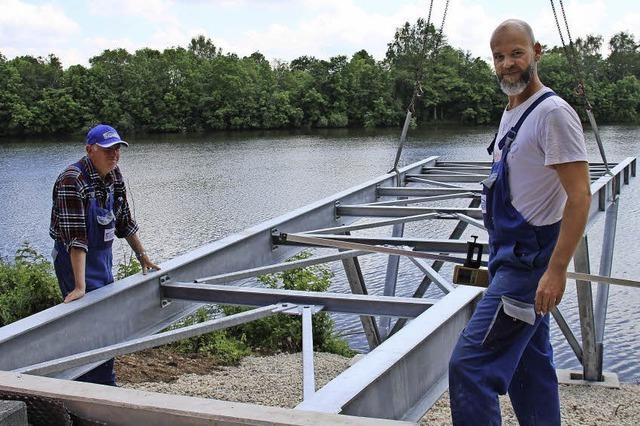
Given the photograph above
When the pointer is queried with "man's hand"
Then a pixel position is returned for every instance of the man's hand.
(147, 264)
(77, 293)
(550, 290)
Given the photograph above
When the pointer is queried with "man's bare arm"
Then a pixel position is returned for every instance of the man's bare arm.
(78, 264)
(574, 178)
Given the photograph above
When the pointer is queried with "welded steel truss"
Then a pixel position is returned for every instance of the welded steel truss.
(406, 370)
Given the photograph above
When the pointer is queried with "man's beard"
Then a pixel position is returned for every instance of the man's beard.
(517, 87)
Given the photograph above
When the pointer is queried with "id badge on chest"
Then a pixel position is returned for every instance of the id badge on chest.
(109, 234)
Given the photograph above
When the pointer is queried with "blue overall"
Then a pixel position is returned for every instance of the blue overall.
(505, 346)
(100, 223)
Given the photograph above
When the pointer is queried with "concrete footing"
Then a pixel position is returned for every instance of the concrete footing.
(13, 413)
(123, 407)
(568, 377)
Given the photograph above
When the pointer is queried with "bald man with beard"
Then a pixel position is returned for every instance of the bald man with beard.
(535, 205)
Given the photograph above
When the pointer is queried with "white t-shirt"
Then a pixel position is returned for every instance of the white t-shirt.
(551, 134)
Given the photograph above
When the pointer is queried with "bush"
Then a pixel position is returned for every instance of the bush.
(128, 267)
(277, 333)
(283, 333)
(28, 285)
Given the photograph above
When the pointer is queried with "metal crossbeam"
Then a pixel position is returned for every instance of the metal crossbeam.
(279, 267)
(433, 275)
(424, 199)
(387, 384)
(387, 191)
(432, 182)
(420, 244)
(393, 211)
(376, 224)
(405, 307)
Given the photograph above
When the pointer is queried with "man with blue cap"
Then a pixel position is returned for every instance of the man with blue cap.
(535, 204)
(90, 210)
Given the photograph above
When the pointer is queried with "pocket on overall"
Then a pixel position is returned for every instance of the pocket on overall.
· · · ·
> **Work to be completed**:
Without the pictures, restate each entry exactly.

> **Output for this task**:
Given the photograph above
When the pointer is queried with "man's hand"
Then a pixel position is returned for every instance of the man's hand.
(147, 264)
(77, 293)
(550, 290)
Given the photograph above
When the pointer is queried with "man's bare arm"
Then a pixel position is returned for every instance of the man's bare arm.
(78, 264)
(574, 178)
Given the photograph above
When the pointer is queried with "welded steel truss"
Then a pixel position is returned for every instance of the welded steel truss.
(406, 370)
Given the photograph above
When the pointer is queried with "man's beard"
Then a pixel position is returned for every instance of the man's beard.
(517, 87)
Given the photograph above
When the pointer is queried with "id badge on chest"
Then a pixel position is returned for every instance of the id badge on chest.
(109, 234)
Given the photograph above
When the pointer is queried with "blue overall"
Then a pixel position is returned for every instance of the blue overall.
(505, 346)
(100, 223)
Given the photograph above
When the pointer is queried with "concrete footing"
Then a pixel position is returned for every instance of the concrete footing.
(13, 413)
(123, 407)
(568, 377)
Given the photograph above
When the pointer is queried with "bald man with beard"
Then a pixel position is returned for every instance of the bald man with beard.
(535, 205)
Given the photograph above
When the pointer is queried with "white t-shirt"
Then a pixel position is returned for every instance of the white t-shirt.
(551, 134)
Given the photograph above
When the pointer is queried with "bush"
Then a pixel position is returned for every instance of the bush.
(128, 267)
(277, 333)
(283, 333)
(28, 285)
Given the photograph above
When the pointer is queried with "metal crossbeam"
Then a pixel position is returned for every instance of the metal crossbeam.
(279, 267)
(433, 275)
(424, 199)
(387, 384)
(387, 191)
(432, 182)
(420, 244)
(393, 211)
(376, 224)
(405, 307)
Given the photograph above
When the pointer is queried with "man with blue cap"
Then a pixel position is returned for every instance of the man with blue cap.
(535, 204)
(90, 210)
Given the photograph above
When the pointer is queried with "pocket on overall"
Then a pixel position is returned for every instance of the pocket on overall.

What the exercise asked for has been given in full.